* [Document extract]:
==*==

Well, Ace Custom isn't responding to my voicemail. But I'm wondering about their "Glock Super 45conversion kit". It seems there's a few unnecessary items in there, plus it requires some kind of porting by another company, with no link to that company...? There must be an easier way...


----------



## Mike Barham (Mar 30, 2006)

That was just the first thing that popped up when I Googled "Glock 21 .45 Super conversion." I'm sure there are others.


----------



## Booya (Jun 5, 2008)

Mike Barham said:


> That was just the first thing that popped up when I Googled "Glock 21 .45 Super conversion." I'm sure there are others.


There aren't actually, as Ace has the patent of "45 Super". But what I've since learned (practicing Google-Fu) is that all that is required is a stiffer recoil spring. Porting is mentioned a couple places but not required... And Buffalo Bore manufactures 45 Super ammo, so that what I'll do for the times I backpack into black bear territory...


----------



## Valkyrie0002 (Jun 13, 2008)

Booya said:


> There aren't actually, as Ace has the patent of "45 Super". But what I've since learned (practicing Google-Fu) is that all that is required is a stiffer recoil spring. Porting is mentioned a couple places but not required... And Buffalo Bore manufactures 45 Super ammo, so that what I'll do for the times I backpack into black bear territory...


Correct, just get a stiffer recoil spring.


----------

==*==

* [Dataset content]:
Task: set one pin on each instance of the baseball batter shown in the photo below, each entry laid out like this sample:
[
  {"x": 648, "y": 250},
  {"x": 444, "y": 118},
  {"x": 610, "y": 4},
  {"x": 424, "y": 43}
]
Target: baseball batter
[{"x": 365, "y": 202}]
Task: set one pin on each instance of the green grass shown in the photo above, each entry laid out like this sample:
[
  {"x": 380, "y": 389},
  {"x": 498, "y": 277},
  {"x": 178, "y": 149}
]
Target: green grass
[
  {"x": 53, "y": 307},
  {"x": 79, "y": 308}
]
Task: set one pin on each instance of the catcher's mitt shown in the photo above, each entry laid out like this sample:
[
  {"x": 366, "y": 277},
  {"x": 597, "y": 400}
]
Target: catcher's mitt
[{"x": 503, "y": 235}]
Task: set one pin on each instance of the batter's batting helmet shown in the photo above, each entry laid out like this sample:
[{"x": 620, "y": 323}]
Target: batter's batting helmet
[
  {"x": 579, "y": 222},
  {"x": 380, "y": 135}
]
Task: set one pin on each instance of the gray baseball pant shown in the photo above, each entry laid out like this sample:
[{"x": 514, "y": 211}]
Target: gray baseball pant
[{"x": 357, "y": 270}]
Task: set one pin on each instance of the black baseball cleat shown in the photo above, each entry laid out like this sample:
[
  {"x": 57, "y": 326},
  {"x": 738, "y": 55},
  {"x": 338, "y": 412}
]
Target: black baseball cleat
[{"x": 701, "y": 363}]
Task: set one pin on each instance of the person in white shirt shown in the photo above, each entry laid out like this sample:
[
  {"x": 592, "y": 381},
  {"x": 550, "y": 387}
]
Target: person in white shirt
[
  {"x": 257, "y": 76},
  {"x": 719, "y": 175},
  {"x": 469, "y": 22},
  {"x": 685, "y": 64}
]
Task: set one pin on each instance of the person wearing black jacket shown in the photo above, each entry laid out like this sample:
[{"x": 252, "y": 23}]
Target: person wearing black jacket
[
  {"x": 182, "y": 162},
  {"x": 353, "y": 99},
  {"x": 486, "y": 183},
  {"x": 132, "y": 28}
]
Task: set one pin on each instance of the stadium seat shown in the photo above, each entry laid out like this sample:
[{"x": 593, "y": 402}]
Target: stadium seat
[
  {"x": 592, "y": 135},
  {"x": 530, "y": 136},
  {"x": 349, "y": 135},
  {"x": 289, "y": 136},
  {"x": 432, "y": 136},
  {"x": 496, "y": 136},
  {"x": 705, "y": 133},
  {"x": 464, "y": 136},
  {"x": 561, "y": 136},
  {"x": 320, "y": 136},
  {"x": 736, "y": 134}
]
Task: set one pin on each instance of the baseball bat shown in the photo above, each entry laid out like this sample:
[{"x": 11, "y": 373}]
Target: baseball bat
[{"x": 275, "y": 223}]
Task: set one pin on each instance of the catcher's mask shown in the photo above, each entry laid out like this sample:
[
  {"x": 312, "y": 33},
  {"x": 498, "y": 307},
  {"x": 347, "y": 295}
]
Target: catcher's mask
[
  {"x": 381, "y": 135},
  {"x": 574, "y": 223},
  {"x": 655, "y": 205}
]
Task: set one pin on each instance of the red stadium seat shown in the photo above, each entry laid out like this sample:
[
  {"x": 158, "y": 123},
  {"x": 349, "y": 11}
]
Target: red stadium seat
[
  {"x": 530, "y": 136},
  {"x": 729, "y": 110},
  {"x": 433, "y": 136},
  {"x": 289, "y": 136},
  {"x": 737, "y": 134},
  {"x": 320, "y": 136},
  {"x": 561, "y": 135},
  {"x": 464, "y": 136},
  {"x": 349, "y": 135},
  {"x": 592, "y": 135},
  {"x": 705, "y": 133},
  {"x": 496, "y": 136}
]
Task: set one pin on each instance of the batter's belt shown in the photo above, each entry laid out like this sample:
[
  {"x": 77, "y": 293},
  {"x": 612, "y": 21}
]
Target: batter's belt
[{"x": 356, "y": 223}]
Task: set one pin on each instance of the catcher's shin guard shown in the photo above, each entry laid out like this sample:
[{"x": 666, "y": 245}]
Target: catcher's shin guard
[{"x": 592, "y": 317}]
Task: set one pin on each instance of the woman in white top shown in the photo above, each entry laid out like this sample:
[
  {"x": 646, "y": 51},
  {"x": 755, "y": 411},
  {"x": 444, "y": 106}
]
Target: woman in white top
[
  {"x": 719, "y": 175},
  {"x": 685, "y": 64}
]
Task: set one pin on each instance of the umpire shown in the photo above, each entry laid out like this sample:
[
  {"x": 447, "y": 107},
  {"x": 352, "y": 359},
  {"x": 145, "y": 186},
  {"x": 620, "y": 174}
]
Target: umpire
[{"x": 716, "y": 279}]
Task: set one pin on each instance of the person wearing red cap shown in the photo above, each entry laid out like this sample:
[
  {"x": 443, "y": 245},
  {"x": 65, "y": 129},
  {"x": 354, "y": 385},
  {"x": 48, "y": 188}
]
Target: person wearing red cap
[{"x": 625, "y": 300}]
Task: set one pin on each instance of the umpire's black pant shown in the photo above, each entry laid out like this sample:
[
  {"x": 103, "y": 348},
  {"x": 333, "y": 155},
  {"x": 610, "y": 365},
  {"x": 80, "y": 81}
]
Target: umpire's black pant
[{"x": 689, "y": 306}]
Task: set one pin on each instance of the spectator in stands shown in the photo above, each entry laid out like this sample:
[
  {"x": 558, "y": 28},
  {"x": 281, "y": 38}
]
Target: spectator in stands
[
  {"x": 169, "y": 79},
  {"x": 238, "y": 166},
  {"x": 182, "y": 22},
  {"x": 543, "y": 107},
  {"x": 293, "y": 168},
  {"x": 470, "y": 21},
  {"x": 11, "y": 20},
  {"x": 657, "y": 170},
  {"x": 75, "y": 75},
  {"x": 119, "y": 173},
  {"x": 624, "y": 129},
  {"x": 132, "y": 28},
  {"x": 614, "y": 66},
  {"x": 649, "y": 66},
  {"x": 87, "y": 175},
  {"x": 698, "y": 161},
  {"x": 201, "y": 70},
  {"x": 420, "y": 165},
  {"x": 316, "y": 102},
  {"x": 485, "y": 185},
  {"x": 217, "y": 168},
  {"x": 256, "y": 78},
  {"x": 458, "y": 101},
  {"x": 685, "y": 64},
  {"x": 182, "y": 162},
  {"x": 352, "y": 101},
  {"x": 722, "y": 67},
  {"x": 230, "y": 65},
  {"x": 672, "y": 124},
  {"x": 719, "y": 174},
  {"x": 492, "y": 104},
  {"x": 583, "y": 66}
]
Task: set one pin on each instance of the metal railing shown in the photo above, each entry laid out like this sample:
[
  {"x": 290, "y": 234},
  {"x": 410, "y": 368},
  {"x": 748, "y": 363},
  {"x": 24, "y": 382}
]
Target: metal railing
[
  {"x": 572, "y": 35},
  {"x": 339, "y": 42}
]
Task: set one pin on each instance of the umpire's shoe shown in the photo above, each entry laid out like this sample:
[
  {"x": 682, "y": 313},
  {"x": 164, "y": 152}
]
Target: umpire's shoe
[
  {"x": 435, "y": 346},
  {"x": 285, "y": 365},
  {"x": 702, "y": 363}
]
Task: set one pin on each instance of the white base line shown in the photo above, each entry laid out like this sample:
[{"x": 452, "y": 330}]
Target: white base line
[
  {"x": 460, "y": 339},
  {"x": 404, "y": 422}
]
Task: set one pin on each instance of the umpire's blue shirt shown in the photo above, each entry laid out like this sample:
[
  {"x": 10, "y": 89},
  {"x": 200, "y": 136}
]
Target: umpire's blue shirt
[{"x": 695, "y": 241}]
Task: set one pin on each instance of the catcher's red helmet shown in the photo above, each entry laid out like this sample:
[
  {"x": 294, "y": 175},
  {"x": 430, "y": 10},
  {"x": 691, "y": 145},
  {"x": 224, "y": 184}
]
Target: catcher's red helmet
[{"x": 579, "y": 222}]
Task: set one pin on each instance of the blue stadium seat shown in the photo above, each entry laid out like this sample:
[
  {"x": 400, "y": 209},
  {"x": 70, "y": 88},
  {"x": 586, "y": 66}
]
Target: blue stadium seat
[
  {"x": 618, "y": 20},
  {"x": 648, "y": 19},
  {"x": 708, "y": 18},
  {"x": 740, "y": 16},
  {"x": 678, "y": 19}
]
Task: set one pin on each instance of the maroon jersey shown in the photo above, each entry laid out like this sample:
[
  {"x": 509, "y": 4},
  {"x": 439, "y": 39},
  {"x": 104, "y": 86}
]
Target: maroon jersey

==*==

In the .45 Super forum thread, turn the paragraph that begins "Well, Ace Custom isn't responding" into a short bulleted list that keeps its main points.

- Ace Custom hasn't answered the writer's voicemail.
- The writer is wondering about Ace's Glock Super 45 conversion kit.
- The kit seems to include a few unnecessary items.
- It also requires porting by another company, and no link to that company is given.
- The writer thinks there must be an easier way.